Records from a data source
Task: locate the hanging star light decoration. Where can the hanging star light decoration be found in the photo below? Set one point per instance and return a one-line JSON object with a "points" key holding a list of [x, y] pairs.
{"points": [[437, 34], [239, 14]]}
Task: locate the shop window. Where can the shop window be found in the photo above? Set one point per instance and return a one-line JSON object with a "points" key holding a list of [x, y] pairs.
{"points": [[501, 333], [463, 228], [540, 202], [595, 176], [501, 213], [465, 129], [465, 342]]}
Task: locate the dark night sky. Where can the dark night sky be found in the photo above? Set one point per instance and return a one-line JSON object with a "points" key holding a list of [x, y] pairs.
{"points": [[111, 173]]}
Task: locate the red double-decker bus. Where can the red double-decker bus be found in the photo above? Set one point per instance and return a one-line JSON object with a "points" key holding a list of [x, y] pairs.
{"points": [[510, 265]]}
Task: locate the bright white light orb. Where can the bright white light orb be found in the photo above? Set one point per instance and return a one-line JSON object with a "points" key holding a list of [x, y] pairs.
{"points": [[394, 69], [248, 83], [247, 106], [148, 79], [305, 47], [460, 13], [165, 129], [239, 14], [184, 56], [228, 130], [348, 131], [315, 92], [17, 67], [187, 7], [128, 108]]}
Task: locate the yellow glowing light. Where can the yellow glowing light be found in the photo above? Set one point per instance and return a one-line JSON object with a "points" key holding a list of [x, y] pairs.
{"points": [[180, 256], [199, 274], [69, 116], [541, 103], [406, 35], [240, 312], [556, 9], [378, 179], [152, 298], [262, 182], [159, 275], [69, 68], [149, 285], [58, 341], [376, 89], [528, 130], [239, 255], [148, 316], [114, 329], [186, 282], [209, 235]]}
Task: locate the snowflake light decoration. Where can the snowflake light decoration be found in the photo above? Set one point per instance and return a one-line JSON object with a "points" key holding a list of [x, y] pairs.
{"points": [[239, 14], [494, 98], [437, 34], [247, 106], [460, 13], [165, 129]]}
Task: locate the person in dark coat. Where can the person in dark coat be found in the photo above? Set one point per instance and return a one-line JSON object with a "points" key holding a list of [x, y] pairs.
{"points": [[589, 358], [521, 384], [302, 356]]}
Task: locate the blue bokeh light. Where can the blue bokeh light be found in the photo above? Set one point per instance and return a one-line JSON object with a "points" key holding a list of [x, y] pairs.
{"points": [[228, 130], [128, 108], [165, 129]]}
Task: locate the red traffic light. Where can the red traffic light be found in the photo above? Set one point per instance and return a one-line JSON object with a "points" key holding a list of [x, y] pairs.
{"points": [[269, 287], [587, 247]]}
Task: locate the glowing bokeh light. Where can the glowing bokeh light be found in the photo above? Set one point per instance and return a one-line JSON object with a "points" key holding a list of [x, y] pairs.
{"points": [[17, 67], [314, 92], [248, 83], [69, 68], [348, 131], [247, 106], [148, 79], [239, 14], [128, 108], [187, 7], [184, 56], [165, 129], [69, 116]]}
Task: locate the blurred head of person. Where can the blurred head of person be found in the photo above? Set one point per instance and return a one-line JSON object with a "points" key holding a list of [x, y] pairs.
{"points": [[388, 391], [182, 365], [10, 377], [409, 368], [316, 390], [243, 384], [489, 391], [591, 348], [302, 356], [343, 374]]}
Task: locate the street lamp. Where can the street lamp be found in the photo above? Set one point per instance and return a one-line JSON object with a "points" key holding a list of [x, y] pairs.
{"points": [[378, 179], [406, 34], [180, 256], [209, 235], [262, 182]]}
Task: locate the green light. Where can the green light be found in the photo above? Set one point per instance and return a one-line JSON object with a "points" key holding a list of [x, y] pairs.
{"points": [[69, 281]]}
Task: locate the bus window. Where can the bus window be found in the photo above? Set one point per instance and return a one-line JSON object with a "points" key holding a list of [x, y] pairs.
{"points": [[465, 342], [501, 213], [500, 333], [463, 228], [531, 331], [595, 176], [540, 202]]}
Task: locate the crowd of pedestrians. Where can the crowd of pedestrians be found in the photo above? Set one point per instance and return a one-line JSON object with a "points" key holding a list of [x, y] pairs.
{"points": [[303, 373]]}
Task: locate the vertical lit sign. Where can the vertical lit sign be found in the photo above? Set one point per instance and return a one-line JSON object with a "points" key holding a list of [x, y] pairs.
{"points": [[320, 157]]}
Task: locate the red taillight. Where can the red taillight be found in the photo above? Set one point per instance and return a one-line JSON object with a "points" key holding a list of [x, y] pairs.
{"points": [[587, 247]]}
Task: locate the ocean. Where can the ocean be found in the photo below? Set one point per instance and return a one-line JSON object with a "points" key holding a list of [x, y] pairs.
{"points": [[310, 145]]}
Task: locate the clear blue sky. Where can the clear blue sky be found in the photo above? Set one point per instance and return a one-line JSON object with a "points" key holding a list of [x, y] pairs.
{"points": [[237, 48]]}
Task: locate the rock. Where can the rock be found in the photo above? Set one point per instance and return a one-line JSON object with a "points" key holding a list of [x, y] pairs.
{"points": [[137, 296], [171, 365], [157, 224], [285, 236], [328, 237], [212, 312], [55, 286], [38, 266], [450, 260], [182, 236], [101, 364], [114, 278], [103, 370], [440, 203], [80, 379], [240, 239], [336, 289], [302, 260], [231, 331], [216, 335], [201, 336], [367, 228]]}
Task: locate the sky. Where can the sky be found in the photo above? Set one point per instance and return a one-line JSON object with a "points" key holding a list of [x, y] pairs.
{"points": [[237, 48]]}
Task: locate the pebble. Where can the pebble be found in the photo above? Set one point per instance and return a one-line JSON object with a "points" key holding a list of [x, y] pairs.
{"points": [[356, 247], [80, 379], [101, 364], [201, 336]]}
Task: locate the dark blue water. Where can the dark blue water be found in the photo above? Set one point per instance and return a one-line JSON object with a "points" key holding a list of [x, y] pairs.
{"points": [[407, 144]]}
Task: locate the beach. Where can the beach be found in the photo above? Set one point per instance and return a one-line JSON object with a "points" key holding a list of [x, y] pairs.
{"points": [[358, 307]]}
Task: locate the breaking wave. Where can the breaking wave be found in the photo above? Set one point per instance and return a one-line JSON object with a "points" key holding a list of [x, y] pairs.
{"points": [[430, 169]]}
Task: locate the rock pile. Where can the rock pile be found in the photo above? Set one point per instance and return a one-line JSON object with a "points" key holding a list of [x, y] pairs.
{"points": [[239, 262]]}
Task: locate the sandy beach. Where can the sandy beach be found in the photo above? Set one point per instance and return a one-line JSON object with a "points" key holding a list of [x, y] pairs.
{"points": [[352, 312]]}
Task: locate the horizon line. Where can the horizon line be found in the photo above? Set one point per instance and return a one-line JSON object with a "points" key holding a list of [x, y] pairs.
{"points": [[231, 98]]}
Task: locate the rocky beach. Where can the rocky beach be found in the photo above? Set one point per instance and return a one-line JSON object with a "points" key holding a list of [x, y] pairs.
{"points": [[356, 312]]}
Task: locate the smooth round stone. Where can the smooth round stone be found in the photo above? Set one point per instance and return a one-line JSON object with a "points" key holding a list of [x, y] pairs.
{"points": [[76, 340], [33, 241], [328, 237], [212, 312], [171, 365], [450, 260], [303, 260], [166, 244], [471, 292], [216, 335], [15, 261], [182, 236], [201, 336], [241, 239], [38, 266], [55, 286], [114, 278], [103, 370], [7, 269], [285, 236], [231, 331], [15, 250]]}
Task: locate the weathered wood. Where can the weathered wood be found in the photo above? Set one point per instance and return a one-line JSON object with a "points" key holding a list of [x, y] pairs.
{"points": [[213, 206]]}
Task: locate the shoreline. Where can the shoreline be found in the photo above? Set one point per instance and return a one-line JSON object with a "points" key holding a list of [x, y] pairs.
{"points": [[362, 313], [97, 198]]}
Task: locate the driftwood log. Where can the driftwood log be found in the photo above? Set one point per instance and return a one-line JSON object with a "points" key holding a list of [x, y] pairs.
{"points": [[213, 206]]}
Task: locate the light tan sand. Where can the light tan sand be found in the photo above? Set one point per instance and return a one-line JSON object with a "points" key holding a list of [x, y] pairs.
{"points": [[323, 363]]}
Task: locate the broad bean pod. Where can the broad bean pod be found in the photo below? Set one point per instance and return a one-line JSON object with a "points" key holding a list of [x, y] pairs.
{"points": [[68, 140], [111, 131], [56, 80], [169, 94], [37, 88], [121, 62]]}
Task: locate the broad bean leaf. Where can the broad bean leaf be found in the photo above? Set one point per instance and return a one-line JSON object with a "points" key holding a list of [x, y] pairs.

Job =>
Give the lines from the one containing "Task: locate the broad bean pod." through the end of the entries again, exactly as written and with no other lines.

The output =>
Task: locate the broad bean pod. Where can the broad bean pod be found in the photo below? Set one point per instance and return a one-line JSON object with a "points" key holding a list of [x, y] pairs.
{"points": [[68, 140], [111, 131], [56, 80], [169, 94], [37, 88], [121, 62]]}
Task: locate the broad bean leaf. Where can the broad bean leaf be found in the photo above? Set one point per instance and return a one-line JSON object with a "points" key holding a list of [x, y] pairs.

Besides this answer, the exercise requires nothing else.